Excerpts from point annotation data:
---
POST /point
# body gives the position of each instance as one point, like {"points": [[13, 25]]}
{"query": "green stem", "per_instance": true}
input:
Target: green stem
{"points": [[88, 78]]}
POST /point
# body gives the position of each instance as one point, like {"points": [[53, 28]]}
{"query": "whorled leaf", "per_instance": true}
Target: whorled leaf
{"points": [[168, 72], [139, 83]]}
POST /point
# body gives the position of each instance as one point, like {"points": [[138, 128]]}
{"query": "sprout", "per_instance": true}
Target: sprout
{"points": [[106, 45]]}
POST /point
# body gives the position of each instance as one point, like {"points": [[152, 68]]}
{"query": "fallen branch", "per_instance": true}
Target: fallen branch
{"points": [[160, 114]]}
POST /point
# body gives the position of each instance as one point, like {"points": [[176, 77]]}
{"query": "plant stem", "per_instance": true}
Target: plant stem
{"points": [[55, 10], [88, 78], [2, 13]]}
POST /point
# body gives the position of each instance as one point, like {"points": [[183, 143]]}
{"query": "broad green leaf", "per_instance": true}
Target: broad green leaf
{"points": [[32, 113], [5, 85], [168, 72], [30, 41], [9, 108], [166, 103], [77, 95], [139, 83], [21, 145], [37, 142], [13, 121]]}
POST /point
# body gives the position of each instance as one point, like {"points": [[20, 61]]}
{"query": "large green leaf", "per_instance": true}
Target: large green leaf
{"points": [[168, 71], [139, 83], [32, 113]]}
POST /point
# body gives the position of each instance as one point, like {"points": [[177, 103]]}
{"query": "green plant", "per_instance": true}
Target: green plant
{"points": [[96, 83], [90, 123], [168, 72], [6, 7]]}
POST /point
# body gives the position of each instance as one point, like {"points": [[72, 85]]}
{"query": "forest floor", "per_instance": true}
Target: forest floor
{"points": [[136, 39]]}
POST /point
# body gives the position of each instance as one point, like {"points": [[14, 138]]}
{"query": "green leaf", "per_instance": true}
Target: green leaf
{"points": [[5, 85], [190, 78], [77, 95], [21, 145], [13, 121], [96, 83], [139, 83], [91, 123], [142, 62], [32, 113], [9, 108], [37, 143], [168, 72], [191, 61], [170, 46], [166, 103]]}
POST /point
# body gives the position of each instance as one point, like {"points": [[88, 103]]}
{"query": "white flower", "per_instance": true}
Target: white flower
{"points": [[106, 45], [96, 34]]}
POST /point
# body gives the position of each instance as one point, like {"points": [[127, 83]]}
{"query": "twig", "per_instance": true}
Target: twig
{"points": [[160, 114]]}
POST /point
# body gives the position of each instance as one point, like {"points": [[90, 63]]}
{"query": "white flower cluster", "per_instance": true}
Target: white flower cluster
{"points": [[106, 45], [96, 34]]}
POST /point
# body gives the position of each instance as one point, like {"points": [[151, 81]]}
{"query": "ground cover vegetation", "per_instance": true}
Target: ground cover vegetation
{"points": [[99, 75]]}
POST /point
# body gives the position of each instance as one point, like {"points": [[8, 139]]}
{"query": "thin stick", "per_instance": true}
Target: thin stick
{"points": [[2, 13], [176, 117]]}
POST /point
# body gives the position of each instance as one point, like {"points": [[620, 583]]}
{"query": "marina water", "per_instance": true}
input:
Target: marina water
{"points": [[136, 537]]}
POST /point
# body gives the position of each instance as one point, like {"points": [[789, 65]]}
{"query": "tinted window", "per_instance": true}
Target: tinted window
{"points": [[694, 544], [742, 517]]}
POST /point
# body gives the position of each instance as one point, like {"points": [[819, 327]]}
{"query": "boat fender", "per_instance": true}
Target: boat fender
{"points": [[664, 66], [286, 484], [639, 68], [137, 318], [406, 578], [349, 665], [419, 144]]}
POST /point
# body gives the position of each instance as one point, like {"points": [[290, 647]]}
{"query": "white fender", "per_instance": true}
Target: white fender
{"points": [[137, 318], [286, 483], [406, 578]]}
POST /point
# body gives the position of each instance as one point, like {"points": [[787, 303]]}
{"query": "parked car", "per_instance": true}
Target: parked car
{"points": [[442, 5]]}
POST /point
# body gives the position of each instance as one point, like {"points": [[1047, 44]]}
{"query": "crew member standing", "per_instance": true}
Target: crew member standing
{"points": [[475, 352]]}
---
Write out the entries above word for word.

POST /point
# body gives the position of each instance as one point, like {"points": [[13, 25]]}
{"query": "green stem", "per_instance": true}
input:
Target: green stem
{"points": [[88, 78]]}
POST /point
# body gives the position of each instance as one point, like {"points": [[53, 28]]}
{"query": "whorled leaf", "per_instance": true}
Target: whorled leaf
{"points": [[168, 72], [139, 83]]}
POST /point
# body gives the position of each instance as one point, like {"points": [[138, 128]]}
{"query": "sprout", "per_instance": true}
Target: sprout
{"points": [[106, 45]]}
POST /point
# body gives the position of each instance as one point, like {"points": [[152, 68]]}
{"query": "fallen branch", "per_instance": true}
Target: fallen branch
{"points": [[160, 114]]}
POST /point
# body gives the position of each instance as one point, like {"points": [[176, 77]]}
{"query": "plant stem", "per_instance": true}
Target: plant stem
{"points": [[55, 10], [88, 78], [2, 13]]}
POST /point
# body gives the position of each instance as one point, like {"points": [[183, 143]]}
{"query": "broad green leaf", "per_instance": true}
Target: broad green leaf
{"points": [[32, 113], [5, 85], [168, 72], [30, 41], [9, 108], [166, 103], [77, 95], [139, 83], [21, 145], [37, 142], [13, 121]]}
POST /point
# body gives the position of each instance as one point, like {"points": [[20, 61]]}
{"query": "large green leaf", "per_instance": true}
Target: large green leaf
{"points": [[168, 71], [139, 83], [32, 113]]}
POST /point
# body gives the position of each instance as one point, like {"points": [[177, 103]]}
{"query": "green plant", "per_instance": true}
Target: green plant
{"points": [[96, 83], [90, 123], [168, 72], [6, 7]]}
POST /point
# body gives the position of each instance as one point, like {"points": [[72, 85]]}
{"query": "forest floor", "per_instance": true}
Target: forest floor
{"points": [[136, 39]]}
POST /point
# body gives the position of each instance as one point, like {"points": [[14, 138]]}
{"query": "green leaf", "per_instance": true}
Target: green leaf
{"points": [[5, 85], [190, 78], [77, 95], [21, 145], [13, 121], [96, 83], [139, 83], [91, 123], [142, 62], [32, 113], [9, 108], [37, 143], [168, 72], [191, 61], [170, 46], [166, 103]]}
POST /point
# body gives the position of each instance as one point, like {"points": [[88, 103]]}
{"query": "white flower", "per_instance": true}
Target: white flower
{"points": [[106, 45], [96, 34]]}
POST /point
# body gives the position of each instance as one point, like {"points": [[127, 83]]}
{"query": "twig", "per_instance": true}
Target: twig
{"points": [[160, 114]]}
POST /point
# body gives the position of each instance as one point, like {"points": [[90, 63]]}
{"query": "white flower cluster", "per_instance": true}
Target: white flower cluster
{"points": [[106, 45], [96, 34]]}
POST /point
# body gives the position of each instance as one point, like {"points": [[151, 81]]}
{"query": "ground cover vegetation", "per_instance": true}
Target: ground cover vegetation
{"points": [[99, 75]]}
POST /point
# body gives the position of each instance as one point, like {"points": [[8, 139]]}
{"query": "thin stick", "per_instance": true}
Target: thin stick
{"points": [[2, 13], [176, 117]]}
POST /point
# body gives the position of each instance as one point, like {"points": [[620, 583]]}
{"query": "marina water", "per_instance": true}
input:
Target: marina water
{"points": [[136, 537]]}
POST /point
# body gives the position of each instance as one point, like {"points": [[789, 65]]}
{"query": "tinted window", "per_instance": true}
Target: tinted window
{"points": [[694, 544], [742, 517]]}
POST /point
# body gives the position of each instance as one point, like {"points": [[819, 327]]}
{"query": "boat fender", "per_instance": true}
Target: boat fender
{"points": [[664, 66], [286, 484], [639, 68], [137, 318], [406, 578], [349, 665], [419, 144]]}
POST /point
# body gives the position of each instance as one point, like {"points": [[290, 647]]}
{"query": "white fender", "per_instance": true}
Target: white fender
{"points": [[137, 318], [286, 483], [406, 578]]}
POST /point
# body gives the position of each instance as one point, like {"points": [[787, 303]]}
{"query": "parked car", "per_instance": true}
Target: parked car
{"points": [[442, 5]]}
POST /point
# body gives the position of each instance as one point, like {"points": [[1047, 44]]}
{"query": "crew member standing", "per_instance": true}
Target: crew member standing
{"points": [[475, 352]]}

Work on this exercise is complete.